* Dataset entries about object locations
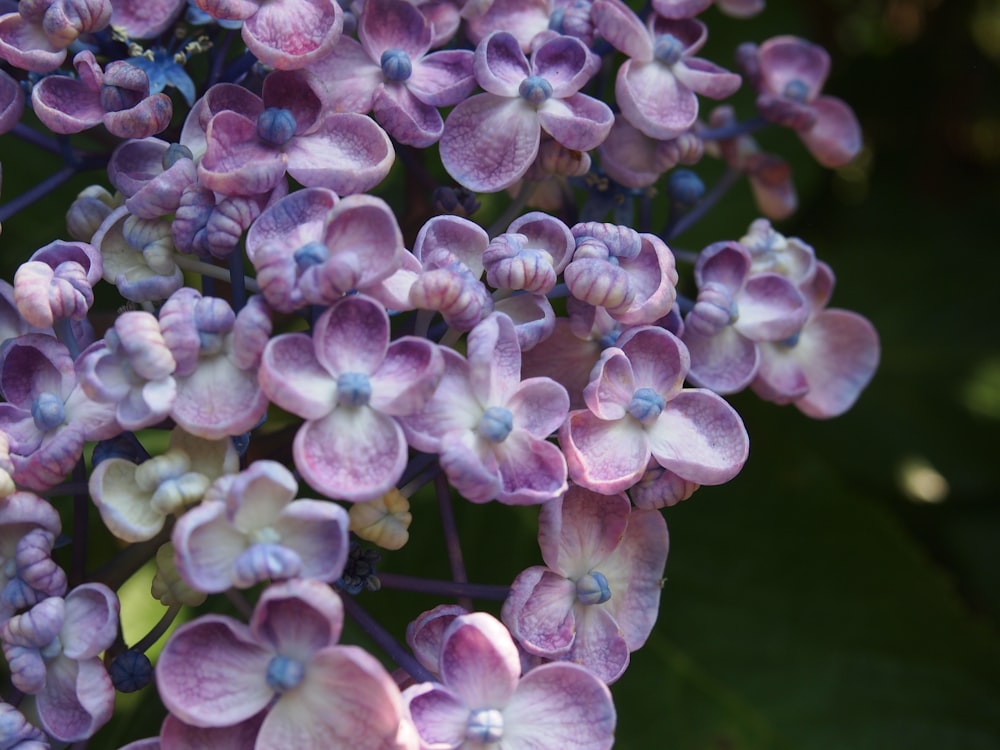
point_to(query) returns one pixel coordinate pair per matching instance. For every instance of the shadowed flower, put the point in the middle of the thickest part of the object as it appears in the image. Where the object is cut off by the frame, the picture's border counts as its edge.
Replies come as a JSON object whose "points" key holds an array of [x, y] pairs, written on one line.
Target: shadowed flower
{"points": [[483, 700], [286, 662]]}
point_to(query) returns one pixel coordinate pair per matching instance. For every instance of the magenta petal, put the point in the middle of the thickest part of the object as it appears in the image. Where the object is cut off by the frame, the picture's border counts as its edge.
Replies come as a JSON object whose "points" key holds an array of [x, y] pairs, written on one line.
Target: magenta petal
{"points": [[560, 705], [348, 153], [212, 673], [347, 700], [490, 141], [77, 700], [839, 354], [290, 34], [354, 454], [545, 624], [479, 661], [700, 437]]}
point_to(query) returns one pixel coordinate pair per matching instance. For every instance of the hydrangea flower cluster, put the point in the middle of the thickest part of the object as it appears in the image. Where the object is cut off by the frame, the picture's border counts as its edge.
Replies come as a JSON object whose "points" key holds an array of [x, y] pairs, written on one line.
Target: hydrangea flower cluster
{"points": [[318, 323]]}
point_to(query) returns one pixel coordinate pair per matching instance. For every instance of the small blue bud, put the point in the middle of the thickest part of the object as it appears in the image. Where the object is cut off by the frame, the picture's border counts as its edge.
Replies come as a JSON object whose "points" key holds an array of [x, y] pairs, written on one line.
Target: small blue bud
{"points": [[485, 726], [685, 187], [48, 411], [796, 90], [593, 588], [174, 153], [495, 424], [396, 65], [130, 671], [646, 405], [276, 126], [353, 389], [668, 49], [283, 673], [310, 254], [535, 90]]}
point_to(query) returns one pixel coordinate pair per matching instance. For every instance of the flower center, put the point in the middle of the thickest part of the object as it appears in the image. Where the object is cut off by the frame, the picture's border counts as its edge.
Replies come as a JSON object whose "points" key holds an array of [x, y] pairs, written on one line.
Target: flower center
{"points": [[310, 254], [796, 90], [48, 411], [353, 389], [276, 126], [283, 673], [593, 588], [668, 49], [396, 65], [174, 153], [646, 405], [495, 424], [485, 726], [535, 90]]}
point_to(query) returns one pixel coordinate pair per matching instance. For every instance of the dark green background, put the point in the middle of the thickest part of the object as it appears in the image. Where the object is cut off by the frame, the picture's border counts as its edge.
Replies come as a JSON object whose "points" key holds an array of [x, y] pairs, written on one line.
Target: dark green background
{"points": [[811, 604]]}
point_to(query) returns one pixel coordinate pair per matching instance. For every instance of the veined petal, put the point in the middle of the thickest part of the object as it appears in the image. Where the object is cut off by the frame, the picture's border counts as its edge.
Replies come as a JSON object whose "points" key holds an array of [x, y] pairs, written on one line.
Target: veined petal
{"points": [[354, 453], [212, 673], [490, 141], [560, 705], [699, 437]]}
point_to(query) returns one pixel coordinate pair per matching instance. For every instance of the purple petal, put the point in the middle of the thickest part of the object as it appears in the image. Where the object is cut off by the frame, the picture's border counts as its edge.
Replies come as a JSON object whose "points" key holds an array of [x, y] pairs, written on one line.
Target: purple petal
{"points": [[490, 141], [354, 454], [699, 437], [560, 705], [213, 673]]}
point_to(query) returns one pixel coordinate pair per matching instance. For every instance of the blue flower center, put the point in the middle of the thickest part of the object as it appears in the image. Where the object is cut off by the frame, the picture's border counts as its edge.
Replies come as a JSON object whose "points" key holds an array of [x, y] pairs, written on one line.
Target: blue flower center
{"points": [[309, 255], [276, 126], [485, 726], [535, 90], [48, 411], [796, 90], [495, 424], [353, 389], [646, 405], [668, 49], [593, 588], [396, 65], [283, 673], [174, 153]]}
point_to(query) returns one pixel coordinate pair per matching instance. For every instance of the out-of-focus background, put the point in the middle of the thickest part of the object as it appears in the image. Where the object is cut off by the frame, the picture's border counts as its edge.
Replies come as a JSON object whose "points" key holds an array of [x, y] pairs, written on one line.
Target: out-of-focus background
{"points": [[843, 592]]}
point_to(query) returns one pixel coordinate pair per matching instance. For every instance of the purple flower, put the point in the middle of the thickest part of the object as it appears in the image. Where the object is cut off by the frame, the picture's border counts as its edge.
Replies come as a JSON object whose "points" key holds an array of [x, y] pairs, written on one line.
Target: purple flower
{"points": [[217, 353], [117, 96], [735, 310], [598, 594], [489, 427], [788, 74], [36, 36], [491, 139], [286, 34], [53, 652], [656, 87], [250, 146], [351, 385], [218, 672], [484, 700], [637, 408], [390, 73], [249, 528], [310, 248], [47, 417], [822, 368]]}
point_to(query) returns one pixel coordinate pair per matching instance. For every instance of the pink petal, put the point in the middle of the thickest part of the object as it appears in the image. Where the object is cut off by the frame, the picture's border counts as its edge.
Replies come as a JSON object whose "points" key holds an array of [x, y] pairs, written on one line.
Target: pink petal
{"points": [[699, 437], [560, 706], [353, 454], [212, 673]]}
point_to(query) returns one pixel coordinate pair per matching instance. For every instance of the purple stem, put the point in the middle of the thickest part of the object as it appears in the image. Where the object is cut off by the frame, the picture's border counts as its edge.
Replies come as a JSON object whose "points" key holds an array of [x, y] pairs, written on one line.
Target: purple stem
{"points": [[443, 588], [385, 640]]}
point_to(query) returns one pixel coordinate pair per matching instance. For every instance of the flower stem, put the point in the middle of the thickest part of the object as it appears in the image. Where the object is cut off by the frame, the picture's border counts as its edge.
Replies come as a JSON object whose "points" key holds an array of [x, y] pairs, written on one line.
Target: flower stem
{"points": [[385, 640], [443, 588]]}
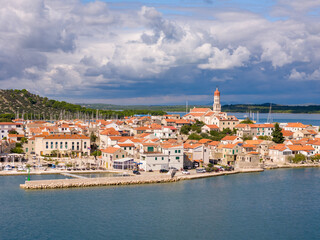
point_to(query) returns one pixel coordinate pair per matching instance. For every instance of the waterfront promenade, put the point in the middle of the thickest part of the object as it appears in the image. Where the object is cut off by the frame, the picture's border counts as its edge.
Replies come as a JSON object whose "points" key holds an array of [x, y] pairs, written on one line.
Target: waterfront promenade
{"points": [[144, 178]]}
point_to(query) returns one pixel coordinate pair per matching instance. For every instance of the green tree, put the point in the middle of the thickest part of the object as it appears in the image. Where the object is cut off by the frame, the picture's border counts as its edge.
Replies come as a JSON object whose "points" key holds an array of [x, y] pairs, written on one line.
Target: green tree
{"points": [[247, 137], [93, 137], [247, 121], [13, 131], [194, 136], [315, 158], [277, 135], [298, 158], [185, 129], [265, 138], [17, 150]]}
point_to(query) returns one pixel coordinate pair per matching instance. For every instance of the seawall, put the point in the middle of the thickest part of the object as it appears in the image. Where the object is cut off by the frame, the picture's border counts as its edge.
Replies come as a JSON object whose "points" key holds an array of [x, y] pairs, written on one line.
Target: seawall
{"points": [[113, 181]]}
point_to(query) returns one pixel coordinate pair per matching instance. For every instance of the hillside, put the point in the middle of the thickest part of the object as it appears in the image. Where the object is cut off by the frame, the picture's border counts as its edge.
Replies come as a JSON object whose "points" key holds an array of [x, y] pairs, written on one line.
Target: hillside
{"points": [[33, 106], [262, 108]]}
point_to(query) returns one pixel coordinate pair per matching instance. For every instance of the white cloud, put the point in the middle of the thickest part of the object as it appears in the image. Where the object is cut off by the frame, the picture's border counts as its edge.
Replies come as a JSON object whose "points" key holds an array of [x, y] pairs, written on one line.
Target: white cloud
{"points": [[300, 76], [57, 47], [224, 59]]}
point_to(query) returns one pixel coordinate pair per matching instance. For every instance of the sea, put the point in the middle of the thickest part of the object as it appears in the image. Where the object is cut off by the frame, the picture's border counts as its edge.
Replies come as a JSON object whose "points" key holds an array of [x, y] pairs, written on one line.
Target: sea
{"points": [[274, 204], [313, 119]]}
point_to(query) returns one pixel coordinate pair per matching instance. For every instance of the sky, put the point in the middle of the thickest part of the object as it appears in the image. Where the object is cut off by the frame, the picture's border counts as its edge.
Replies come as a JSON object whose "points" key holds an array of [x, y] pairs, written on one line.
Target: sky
{"points": [[162, 52]]}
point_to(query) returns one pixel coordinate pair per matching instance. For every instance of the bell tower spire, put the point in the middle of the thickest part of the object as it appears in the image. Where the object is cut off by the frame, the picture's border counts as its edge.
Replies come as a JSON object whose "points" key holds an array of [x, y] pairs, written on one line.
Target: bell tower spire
{"points": [[216, 102]]}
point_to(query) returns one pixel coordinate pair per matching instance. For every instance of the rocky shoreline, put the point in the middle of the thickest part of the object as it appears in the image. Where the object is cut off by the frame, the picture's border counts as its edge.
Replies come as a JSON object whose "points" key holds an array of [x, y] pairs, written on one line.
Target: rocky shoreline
{"points": [[116, 181], [145, 178]]}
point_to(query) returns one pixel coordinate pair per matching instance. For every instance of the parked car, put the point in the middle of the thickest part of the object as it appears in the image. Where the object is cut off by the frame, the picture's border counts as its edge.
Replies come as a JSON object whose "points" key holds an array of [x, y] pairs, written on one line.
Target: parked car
{"points": [[186, 172], [7, 168], [21, 168], [200, 170], [173, 168]]}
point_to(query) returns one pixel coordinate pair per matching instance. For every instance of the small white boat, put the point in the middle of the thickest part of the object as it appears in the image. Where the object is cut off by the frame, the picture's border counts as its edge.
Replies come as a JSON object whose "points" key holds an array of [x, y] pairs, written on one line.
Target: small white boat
{"points": [[7, 168]]}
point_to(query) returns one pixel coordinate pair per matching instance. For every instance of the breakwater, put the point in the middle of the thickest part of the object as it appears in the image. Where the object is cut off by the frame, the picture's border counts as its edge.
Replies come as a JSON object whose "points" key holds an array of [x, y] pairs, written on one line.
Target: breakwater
{"points": [[113, 181]]}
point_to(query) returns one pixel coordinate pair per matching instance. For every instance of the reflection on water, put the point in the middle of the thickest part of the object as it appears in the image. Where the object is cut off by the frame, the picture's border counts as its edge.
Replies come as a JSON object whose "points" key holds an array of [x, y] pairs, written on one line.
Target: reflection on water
{"points": [[277, 204]]}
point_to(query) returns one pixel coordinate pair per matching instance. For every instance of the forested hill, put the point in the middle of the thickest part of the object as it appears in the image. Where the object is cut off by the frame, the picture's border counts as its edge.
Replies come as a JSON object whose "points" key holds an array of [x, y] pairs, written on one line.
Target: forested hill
{"points": [[262, 108], [32, 106]]}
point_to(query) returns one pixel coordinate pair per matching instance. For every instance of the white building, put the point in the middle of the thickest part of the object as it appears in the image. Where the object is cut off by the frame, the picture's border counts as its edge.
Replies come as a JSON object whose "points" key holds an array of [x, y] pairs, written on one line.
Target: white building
{"points": [[5, 127]]}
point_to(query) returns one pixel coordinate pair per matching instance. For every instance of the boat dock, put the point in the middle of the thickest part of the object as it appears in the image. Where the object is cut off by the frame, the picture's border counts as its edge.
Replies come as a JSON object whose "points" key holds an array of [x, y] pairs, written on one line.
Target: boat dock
{"points": [[72, 175], [145, 178]]}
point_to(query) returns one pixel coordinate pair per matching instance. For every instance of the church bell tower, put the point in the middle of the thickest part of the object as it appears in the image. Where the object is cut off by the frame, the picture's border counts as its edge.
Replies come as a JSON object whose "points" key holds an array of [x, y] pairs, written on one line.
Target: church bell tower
{"points": [[216, 102]]}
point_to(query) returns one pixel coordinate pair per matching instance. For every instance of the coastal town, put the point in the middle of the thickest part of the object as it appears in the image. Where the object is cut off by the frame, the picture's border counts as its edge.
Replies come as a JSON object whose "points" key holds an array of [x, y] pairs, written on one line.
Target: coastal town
{"points": [[204, 140]]}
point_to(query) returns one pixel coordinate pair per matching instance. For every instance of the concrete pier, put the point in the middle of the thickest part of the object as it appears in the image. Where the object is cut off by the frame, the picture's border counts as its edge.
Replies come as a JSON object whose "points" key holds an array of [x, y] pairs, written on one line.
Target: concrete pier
{"points": [[145, 178], [72, 175]]}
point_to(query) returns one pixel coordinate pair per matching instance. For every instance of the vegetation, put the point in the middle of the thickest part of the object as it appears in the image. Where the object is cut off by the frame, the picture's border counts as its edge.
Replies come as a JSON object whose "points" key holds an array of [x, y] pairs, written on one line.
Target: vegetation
{"points": [[93, 137], [213, 135], [247, 121], [96, 153], [196, 127], [17, 148], [315, 158], [277, 135], [247, 137], [265, 138], [13, 132], [21, 103], [298, 158], [262, 108]]}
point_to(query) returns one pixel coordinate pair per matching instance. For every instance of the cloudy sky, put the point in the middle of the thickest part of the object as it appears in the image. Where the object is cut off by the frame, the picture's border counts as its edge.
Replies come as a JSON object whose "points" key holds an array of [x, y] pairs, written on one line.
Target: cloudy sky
{"points": [[162, 52]]}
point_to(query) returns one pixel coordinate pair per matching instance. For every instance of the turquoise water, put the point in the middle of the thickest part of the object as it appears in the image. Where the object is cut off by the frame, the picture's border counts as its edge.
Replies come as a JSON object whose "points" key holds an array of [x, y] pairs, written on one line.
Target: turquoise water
{"points": [[313, 119], [277, 204]]}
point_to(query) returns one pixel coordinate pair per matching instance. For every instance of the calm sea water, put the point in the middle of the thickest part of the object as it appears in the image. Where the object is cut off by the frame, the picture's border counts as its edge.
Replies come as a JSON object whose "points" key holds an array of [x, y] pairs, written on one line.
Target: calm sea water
{"points": [[278, 204], [313, 119]]}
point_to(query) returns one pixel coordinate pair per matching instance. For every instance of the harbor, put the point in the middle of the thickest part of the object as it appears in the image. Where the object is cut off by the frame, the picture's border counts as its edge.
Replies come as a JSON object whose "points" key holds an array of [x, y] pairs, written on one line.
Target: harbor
{"points": [[145, 178]]}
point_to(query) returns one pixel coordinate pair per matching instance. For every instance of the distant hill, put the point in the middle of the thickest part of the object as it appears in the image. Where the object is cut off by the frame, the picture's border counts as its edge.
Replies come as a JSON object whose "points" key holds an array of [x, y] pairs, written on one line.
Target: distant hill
{"points": [[15, 103], [262, 108]]}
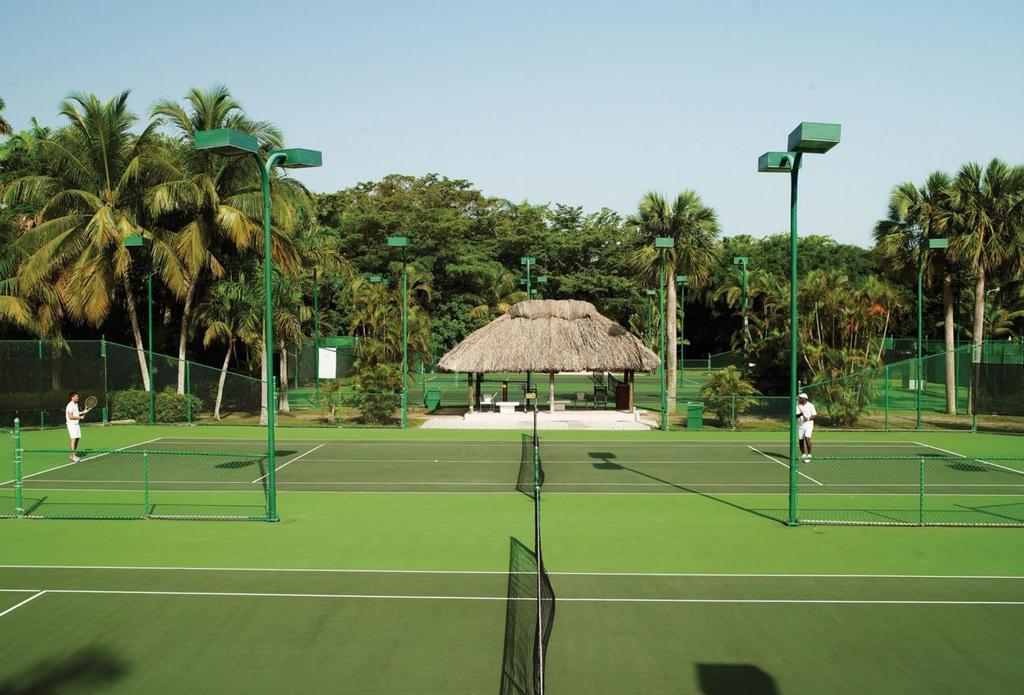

* Given instruction
Pull out every line in the entries above that contains the string "seawall", with case counting. Copy each such line in full.

* Task result
point_to(query) returns one pixel coordinate pair per matching instance. For every instance of the seawall, put the point in the middle of the thickest part of the object as it appears in the image. Where the object is cut off by the frame, the picture's border counts as its edge.
Target: seawall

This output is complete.